Rewrite every line of the rows below as a numbered list, skipping blank lines and leaving out the pictures.
──────── Task input
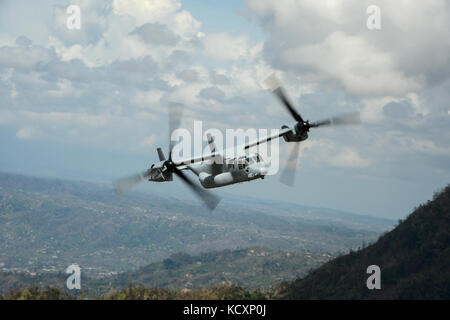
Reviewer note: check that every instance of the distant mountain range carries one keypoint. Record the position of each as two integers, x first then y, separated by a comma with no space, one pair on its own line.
48,224
251,268
414,262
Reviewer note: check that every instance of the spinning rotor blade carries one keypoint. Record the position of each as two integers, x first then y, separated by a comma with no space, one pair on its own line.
125,184
273,84
175,115
208,198
340,120
288,175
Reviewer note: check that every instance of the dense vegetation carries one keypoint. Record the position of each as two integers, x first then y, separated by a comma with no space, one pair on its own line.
414,259
224,292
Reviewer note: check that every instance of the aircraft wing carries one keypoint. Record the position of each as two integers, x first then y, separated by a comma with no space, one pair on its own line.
201,158
280,133
212,155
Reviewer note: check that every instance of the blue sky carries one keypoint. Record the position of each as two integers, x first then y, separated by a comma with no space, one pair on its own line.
91,104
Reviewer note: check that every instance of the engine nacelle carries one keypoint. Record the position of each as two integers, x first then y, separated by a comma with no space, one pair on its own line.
159,173
218,180
299,133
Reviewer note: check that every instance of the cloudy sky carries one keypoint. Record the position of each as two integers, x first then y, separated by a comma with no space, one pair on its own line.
────────────────
→ Final result:
1. Reviewer note: check that every instance of the distant mountain range carries one keypoint. Record the position of each as two integers, x first then y, separated by a comma with no space, one pair on its own line.
2. 48,224
3. 251,268
4. 414,262
5. Reviewer note: check that every instance of the spinning rotor blade carries one keypoint. Record the position of each as two integers, x first then y, separated by a comma with no space, one pair on its own line.
6. 125,184
7. 273,84
8. 175,115
9. 208,198
10. 340,120
11. 288,175
12. Reviewer note: check that every instance of the dense vegetation carries one keypoint. Record the position of each as two integers, x first then y, separated by a comma with no space, one pair on its own line.
13. 414,259
14. 224,292
15. Reviewer note: check that every instance of the aircraft wing carries one keypoint. Record the position of each as two integers, x first then y, separated by a comma with no space, one pair on its own line.
16. 201,158
17. 280,133
18. 212,155
19. Reviewer note: check that every instance of the blue sky carries one keypoint. Record the position of each as two integers, x first then y, separated by a comma with no space, one pair on its own line.
20. 91,104
21. Reviewer note: check that every instance of the engine nacelle carries one keypoint. Record the position of each as two integers, x first then y, separated by a comma with no space, one pair on its own line.
22. 159,173
23. 218,180
24. 299,133
25. Reviewer note: check that every instance of the cloudy sky carries one keypoint. Record the position of each as two integers, x first then y, separated by a comma with no space, one pair on its own line.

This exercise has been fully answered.